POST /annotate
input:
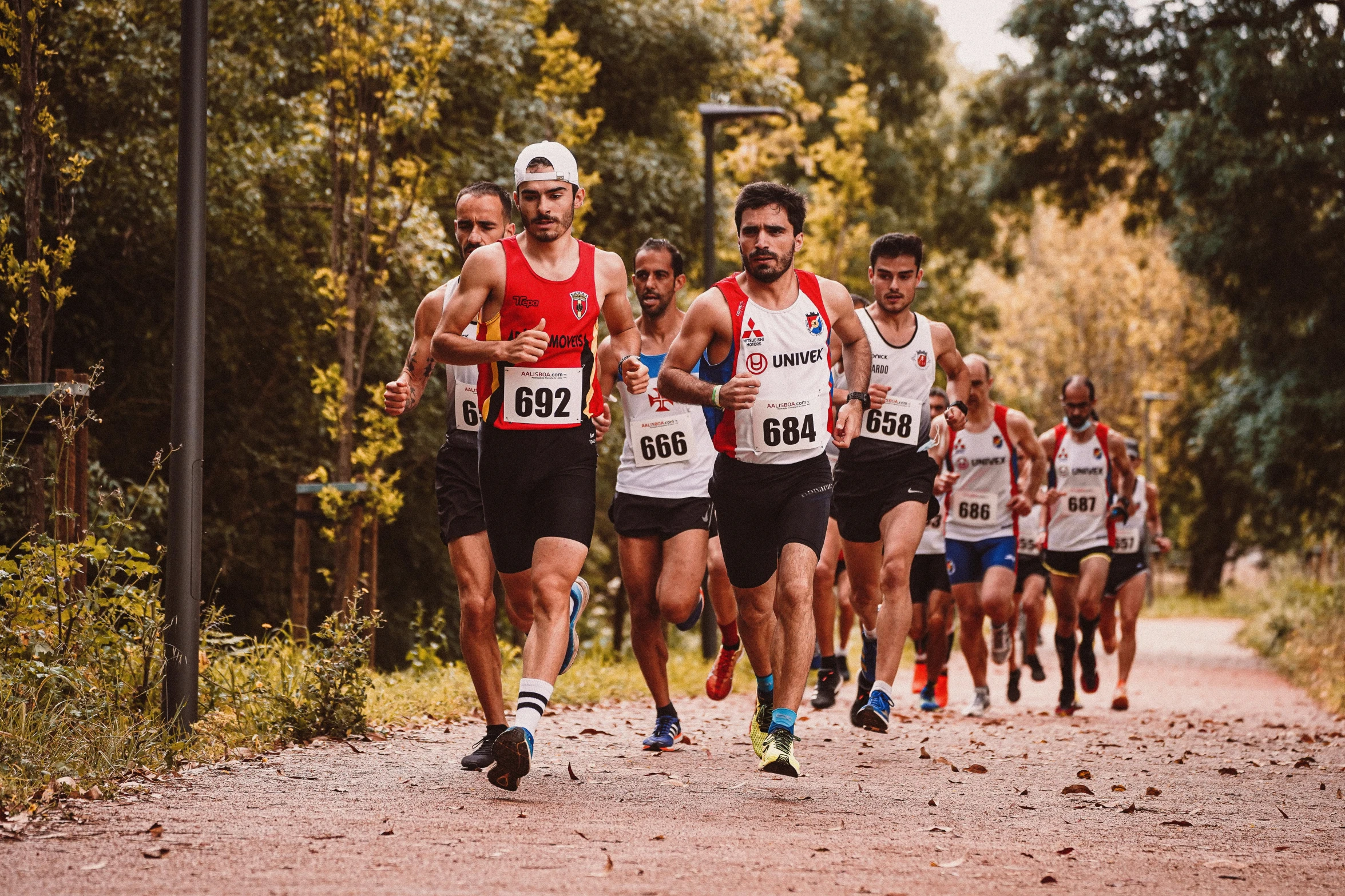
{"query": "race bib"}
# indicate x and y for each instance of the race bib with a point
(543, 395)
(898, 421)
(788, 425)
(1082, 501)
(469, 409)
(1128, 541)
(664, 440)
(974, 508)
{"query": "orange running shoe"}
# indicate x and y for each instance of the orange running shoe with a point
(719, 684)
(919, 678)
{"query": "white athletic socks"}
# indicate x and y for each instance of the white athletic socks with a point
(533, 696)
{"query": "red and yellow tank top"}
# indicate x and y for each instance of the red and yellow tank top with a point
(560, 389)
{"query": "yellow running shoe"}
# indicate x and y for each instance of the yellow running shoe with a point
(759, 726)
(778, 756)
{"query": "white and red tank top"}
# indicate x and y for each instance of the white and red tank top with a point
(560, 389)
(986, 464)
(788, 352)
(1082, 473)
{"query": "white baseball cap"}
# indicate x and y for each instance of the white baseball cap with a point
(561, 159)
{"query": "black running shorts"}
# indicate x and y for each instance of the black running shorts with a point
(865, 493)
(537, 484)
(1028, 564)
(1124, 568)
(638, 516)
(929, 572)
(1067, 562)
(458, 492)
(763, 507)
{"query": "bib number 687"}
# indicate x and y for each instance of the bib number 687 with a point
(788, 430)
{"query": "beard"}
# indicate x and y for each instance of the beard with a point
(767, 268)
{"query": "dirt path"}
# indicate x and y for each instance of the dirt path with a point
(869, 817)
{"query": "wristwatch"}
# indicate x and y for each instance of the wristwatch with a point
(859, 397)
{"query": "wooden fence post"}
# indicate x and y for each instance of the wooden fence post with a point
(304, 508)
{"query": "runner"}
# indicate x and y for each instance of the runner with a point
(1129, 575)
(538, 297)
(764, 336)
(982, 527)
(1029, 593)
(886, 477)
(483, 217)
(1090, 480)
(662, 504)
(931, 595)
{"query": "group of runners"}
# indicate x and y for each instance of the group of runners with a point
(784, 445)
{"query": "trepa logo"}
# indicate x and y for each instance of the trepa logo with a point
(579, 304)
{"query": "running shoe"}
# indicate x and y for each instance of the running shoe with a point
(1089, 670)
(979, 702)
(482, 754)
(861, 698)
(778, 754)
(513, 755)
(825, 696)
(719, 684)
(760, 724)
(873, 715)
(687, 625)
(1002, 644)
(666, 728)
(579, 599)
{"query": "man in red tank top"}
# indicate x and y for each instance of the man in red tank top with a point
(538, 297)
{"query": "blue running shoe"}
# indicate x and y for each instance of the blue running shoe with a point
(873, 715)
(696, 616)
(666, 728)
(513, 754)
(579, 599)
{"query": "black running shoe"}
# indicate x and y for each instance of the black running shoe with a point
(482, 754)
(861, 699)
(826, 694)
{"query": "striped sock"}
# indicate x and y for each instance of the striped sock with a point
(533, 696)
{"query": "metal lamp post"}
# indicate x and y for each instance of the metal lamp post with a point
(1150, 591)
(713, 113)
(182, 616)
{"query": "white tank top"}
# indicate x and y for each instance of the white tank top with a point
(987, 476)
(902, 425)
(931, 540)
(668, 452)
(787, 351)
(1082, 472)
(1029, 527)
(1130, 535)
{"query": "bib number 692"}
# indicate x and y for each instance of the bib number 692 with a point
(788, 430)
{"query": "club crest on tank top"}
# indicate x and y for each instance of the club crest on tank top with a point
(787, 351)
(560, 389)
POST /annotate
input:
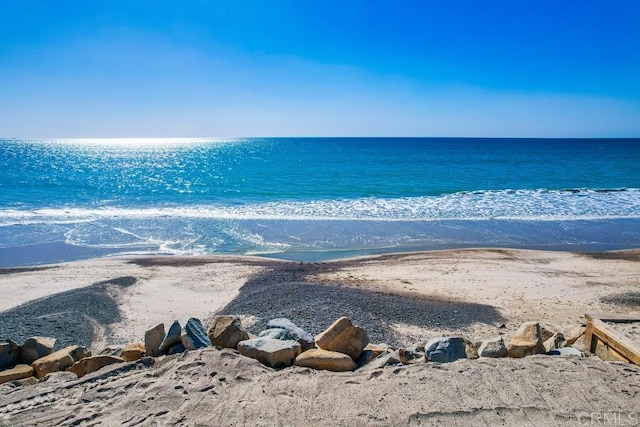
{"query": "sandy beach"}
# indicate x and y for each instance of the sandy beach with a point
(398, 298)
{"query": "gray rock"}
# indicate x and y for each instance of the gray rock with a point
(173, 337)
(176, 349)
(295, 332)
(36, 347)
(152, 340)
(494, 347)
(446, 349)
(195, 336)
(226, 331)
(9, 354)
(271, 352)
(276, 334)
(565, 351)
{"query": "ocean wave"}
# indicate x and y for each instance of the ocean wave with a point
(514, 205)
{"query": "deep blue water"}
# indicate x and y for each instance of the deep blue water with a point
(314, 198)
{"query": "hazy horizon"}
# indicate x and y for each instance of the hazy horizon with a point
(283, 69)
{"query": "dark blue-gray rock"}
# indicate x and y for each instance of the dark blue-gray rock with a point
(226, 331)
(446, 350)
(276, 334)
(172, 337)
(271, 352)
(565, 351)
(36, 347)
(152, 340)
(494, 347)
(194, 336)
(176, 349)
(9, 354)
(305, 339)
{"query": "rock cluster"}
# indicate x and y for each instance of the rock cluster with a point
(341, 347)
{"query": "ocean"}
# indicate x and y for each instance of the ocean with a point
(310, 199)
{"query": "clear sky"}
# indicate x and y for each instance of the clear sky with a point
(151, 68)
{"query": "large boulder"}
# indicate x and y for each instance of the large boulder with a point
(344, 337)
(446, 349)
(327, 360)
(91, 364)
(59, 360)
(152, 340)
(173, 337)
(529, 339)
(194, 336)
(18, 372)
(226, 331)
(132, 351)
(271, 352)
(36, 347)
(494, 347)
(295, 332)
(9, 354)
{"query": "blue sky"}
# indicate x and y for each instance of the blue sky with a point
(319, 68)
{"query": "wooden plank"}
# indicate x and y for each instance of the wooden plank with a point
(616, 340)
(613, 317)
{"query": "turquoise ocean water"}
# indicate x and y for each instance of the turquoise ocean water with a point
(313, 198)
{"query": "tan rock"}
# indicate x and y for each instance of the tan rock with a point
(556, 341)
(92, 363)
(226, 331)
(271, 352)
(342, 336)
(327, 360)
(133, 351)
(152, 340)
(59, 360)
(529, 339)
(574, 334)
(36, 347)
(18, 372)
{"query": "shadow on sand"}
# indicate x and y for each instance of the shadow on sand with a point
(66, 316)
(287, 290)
=-=-=-=-=
Work to be completed. Restate each entry word for word, please, but drop any images it holds.

In response.
POST /annotate
input:
{"query": "race bib"}
# indicate x and y for each instance of the race bib with a point
(543, 395)
(898, 421)
(788, 425)
(1082, 501)
(469, 409)
(1128, 541)
(664, 440)
(974, 508)
{"query": "orange running shoe"}
# indicate x and y for each instance of the orange running shoe with a point
(719, 684)
(919, 678)
{"query": "white athletic socks"}
# indicate x and y for each instance of the white athletic socks with a point
(533, 696)
{"query": "red and yellow tank top"}
# indicate x and y for each instance of the red and yellow tank top with a point
(560, 389)
{"query": "yellow running shoe"}
# indicate x and y for each instance of the yellow running shoe with a point
(759, 726)
(778, 756)
{"query": "white and red tank top"}
# indicate x and y for each instance of the white and red tank top with a point
(560, 389)
(986, 464)
(788, 352)
(1082, 473)
{"query": "white baseball cap"}
# indicate x and y for each instance of the white baseball cap with a point
(561, 159)
{"query": "black running shorts"}
# indicate x and y for each instance of the black running shorts with a point
(865, 493)
(537, 484)
(1028, 564)
(1124, 568)
(638, 516)
(929, 572)
(1067, 562)
(458, 492)
(763, 507)
{"query": "bib number 687"}
# indicate x and y for each instance of the bib number 687 with a point
(788, 430)
{"query": "beard"}
# indicate x and y for each instance of the beard with a point
(767, 268)
{"query": "dirt path"}
# indicate x and y for each instance of the dirt path with a point
(869, 817)
{"query": "wristwatch"}
# indicate x and y for each instance of the wristwatch with a point
(859, 397)
{"query": "wooden fence post"}
# indicate x and y for each instance of the wooden fence post with a point
(304, 508)
{"query": "runner"}
# indicate x and y for each instance of the runner with a point
(1129, 575)
(538, 297)
(764, 336)
(982, 527)
(1029, 593)
(886, 477)
(483, 217)
(1090, 480)
(662, 504)
(931, 595)
{"query": "group of runners"}
# indicate x and y for each instance of the group of runners with a point
(784, 445)
{"query": "trepa logo"}
# indicate x and y for each instance of the trepa logo with a point
(579, 304)
{"query": "running shoe"}
# indicate x and y for each instance of the running shoe with a point
(1089, 670)
(979, 702)
(482, 754)
(861, 698)
(778, 754)
(513, 755)
(825, 696)
(719, 684)
(760, 724)
(873, 715)
(687, 625)
(1002, 644)
(666, 728)
(579, 599)
{"query": "man in red tank top"}
# indicate x and y for each instance of the man in red tank top with a point
(538, 297)
{"query": "blue running shoe"}
# indicate x and y for each instance of the blue running shoe with a point
(873, 715)
(696, 616)
(666, 728)
(513, 754)
(579, 599)
{"query": "black running shoe"}
# indicate x and y for each instance of the black running shoe with a point
(482, 754)
(861, 699)
(826, 694)
{"query": "striped sock"}
# indicate x and y for each instance of the striped sock with a point
(533, 696)
{"query": "metal lamp post"}
# indicate x and y for each instance of the metal lamp post with a point
(1150, 591)
(713, 113)
(182, 616)
{"query": "white tank top"}
# indicate x and y for each instance of the white tank top with a point
(987, 476)
(902, 425)
(931, 540)
(668, 452)
(787, 351)
(1082, 472)
(1029, 527)
(1130, 535)
{"query": "bib number 692"}
# indicate x and y for each instance of the bib number 692 with a point
(788, 430)
{"query": "club crest on tank top"}
# indicate x and y for each instance of the club crest on tank top with a point
(787, 351)
(560, 389)
POST /annotate
input:
{"query": "sandy beach"}
# indicate x and y for each instance of the sandy beach with a point
(398, 298)
{"query": "gray rock"}
# indicate x and y for each instance of the gray rock with a point
(173, 337)
(176, 349)
(295, 332)
(36, 347)
(152, 340)
(494, 347)
(446, 349)
(195, 336)
(226, 331)
(9, 354)
(271, 352)
(276, 334)
(565, 351)
{"query": "ocean wave"}
# indicate x and y for each instance of the ocean wave with a point
(514, 205)
{"query": "deep blue water"}
# indicate x and y for each instance of the deep blue water with a point
(314, 198)
{"query": "hazy horizon"}
# indicate x and y for each instance of the hazy horizon with a point
(283, 69)
{"query": "dark blue-gray rock"}
# indicate x and y for each instance of the dark blue-gray rock with a point
(226, 331)
(446, 350)
(276, 334)
(172, 337)
(271, 352)
(565, 351)
(36, 347)
(152, 340)
(494, 347)
(194, 336)
(176, 349)
(9, 354)
(305, 339)
{"query": "rock cluster"}
# indicate x and y for each instance of the rock cluster with a point
(341, 347)
{"query": "ocean"}
# indicate x and y for each instance of the ocean with a point
(310, 199)
{"query": "clear sky"}
# indicate x and y for each instance of the clear sky with a point
(151, 68)
{"query": "large boulder"}
# indicate x and y for each instance of the large boulder with a point
(344, 337)
(446, 349)
(327, 360)
(91, 364)
(59, 360)
(152, 340)
(173, 337)
(529, 339)
(194, 336)
(18, 372)
(226, 331)
(132, 351)
(271, 352)
(36, 347)
(494, 347)
(295, 332)
(9, 354)
{"query": "blue sky"}
# indicate x and y for each instance of the blue sky with a point
(319, 68)
{"query": "wooden plank"}
# indicate x and y for each instance of the wooden plank with a point
(616, 340)
(613, 317)
{"query": "turquoise ocean water"}
# indicate x and y for each instance of the turquoise ocean water with a point
(313, 198)
{"query": "tan rock"}
# indicate x and y for each instance of the tan rock with a point
(556, 341)
(92, 363)
(226, 331)
(271, 352)
(342, 336)
(327, 360)
(133, 351)
(152, 340)
(59, 360)
(529, 339)
(574, 334)
(36, 347)
(18, 372)
{"query": "shadow on sand"}
# indicate x and y for each instance of the shadow on sand with a point
(66, 316)
(287, 290)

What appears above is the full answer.